Task requirements: Retype the material that follows, keeping every word as it is.

Provided records:
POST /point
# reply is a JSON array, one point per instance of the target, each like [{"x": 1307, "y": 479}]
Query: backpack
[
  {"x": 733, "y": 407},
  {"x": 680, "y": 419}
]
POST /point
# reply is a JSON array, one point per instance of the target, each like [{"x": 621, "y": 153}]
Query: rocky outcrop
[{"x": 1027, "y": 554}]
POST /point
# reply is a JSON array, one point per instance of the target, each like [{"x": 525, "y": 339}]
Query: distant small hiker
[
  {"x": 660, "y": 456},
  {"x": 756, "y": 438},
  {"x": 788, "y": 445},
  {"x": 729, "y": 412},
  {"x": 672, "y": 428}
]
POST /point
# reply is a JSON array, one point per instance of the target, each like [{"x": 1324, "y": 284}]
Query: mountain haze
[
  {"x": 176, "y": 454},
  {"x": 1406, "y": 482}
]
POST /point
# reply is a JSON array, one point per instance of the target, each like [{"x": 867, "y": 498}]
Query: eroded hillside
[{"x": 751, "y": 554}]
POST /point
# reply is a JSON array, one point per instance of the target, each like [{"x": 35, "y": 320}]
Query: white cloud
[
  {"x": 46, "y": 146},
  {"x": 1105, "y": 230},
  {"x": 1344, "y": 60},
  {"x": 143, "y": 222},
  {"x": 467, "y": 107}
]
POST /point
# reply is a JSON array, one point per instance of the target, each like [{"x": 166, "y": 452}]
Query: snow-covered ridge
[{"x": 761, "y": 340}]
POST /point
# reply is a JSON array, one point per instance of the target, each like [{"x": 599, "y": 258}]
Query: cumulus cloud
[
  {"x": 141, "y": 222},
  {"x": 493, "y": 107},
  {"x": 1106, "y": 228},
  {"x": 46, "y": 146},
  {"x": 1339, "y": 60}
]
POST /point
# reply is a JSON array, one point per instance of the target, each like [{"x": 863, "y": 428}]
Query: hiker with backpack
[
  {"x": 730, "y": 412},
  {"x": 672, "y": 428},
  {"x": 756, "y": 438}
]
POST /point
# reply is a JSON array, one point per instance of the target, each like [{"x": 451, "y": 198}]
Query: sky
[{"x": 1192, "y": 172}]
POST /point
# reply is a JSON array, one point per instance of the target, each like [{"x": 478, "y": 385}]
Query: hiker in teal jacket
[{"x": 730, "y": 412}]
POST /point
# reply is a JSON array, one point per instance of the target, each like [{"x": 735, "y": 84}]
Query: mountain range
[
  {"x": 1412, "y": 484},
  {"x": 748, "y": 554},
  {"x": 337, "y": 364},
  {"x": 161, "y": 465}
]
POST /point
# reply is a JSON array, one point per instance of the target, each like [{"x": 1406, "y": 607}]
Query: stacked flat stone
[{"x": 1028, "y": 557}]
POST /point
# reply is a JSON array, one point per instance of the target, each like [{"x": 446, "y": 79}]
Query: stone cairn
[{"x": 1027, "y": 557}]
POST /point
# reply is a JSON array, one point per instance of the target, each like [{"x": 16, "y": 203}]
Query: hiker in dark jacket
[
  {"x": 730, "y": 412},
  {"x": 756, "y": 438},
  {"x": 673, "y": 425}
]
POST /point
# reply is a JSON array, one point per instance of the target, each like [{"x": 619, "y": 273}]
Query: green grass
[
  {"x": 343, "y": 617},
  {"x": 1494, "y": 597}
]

Completed exercise:
POST /point
# reply is a JSON array, one point per instance of the target, each like [{"x": 1307, "y": 479}]
Query: backpack
[
  {"x": 733, "y": 407},
  {"x": 680, "y": 419}
]
POST /point
# reply is a JSON array, one point per instance of the target, each like [{"x": 621, "y": 153}]
Query: rocky outcrop
[{"x": 1027, "y": 554}]
POST /point
# reply is a JSON array, one point per instance of the target, each like [{"x": 525, "y": 339}]
Query: distant small hiker
[
  {"x": 660, "y": 456},
  {"x": 756, "y": 438},
  {"x": 788, "y": 445},
  {"x": 729, "y": 412},
  {"x": 672, "y": 428}
]
POST /point
# reply is a JSON array, one point per instance of the target, each like [{"x": 1324, "y": 284}]
Query: mountain haze
[
  {"x": 176, "y": 454},
  {"x": 1406, "y": 482}
]
POST /point
# reply is a JSON array, one point per instance of the target, each like [{"x": 867, "y": 498}]
Query: eroded hillside
[{"x": 751, "y": 554}]
POST /point
# reply is a JSON array, one point per instance of the target, each like [{"x": 35, "y": 320}]
Query: white cloud
[
  {"x": 46, "y": 146},
  {"x": 1105, "y": 230},
  {"x": 1344, "y": 60},
  {"x": 143, "y": 222},
  {"x": 467, "y": 107}
]
POST /point
# reply is a JSON array, one point per instance of the target, each like [{"x": 166, "y": 452}]
Query: snow-covered ridge
[{"x": 761, "y": 340}]
POST /point
# reply is a JSON array, one point per instance of the target, each like [{"x": 599, "y": 258}]
Query: cumulus cloud
[
  {"x": 141, "y": 222},
  {"x": 493, "y": 107},
  {"x": 1106, "y": 228},
  {"x": 46, "y": 146},
  {"x": 1339, "y": 60}
]
POST /point
# reply is a JSON array, one point per instance of the target, each like [{"x": 863, "y": 428}]
Query: hiker with backpack
[
  {"x": 730, "y": 412},
  {"x": 672, "y": 428},
  {"x": 756, "y": 438}
]
POST /point
# reply is a JSON array, one point per instance of the target, each like [{"x": 451, "y": 198}]
Query: sky
[{"x": 1192, "y": 172}]
POST /point
# reply is a JSON array, one point per instance of the target, each like [{"x": 478, "y": 385}]
Query: hiker in teal jacket
[{"x": 730, "y": 412}]
POST /point
# reply is a JSON array, one point per instance of the target, each like [{"x": 735, "y": 84}]
Query: mountain range
[
  {"x": 1412, "y": 484},
  {"x": 748, "y": 554},
  {"x": 337, "y": 364},
  {"x": 161, "y": 465}
]
POST /point
# reply is a JSON array, one point per instance of the target, each like [{"x": 1406, "y": 607}]
Query: stacked flat stone
[{"x": 1028, "y": 557}]
POST /point
# reply is a JSON array, one point per instance of the target, each like [{"x": 446, "y": 79}]
Query: stone cairn
[{"x": 1027, "y": 557}]
POST /point
# reply is a JSON array, one point per instance of the target, each like [{"x": 16, "y": 203}]
Query: hiker in dark jacket
[
  {"x": 730, "y": 412},
  {"x": 756, "y": 438},
  {"x": 673, "y": 425}
]
POST /point
# reply is a JSON array, one point per instance of the target, each like [{"x": 619, "y": 273}]
Query: green grass
[
  {"x": 343, "y": 617},
  {"x": 1494, "y": 597}
]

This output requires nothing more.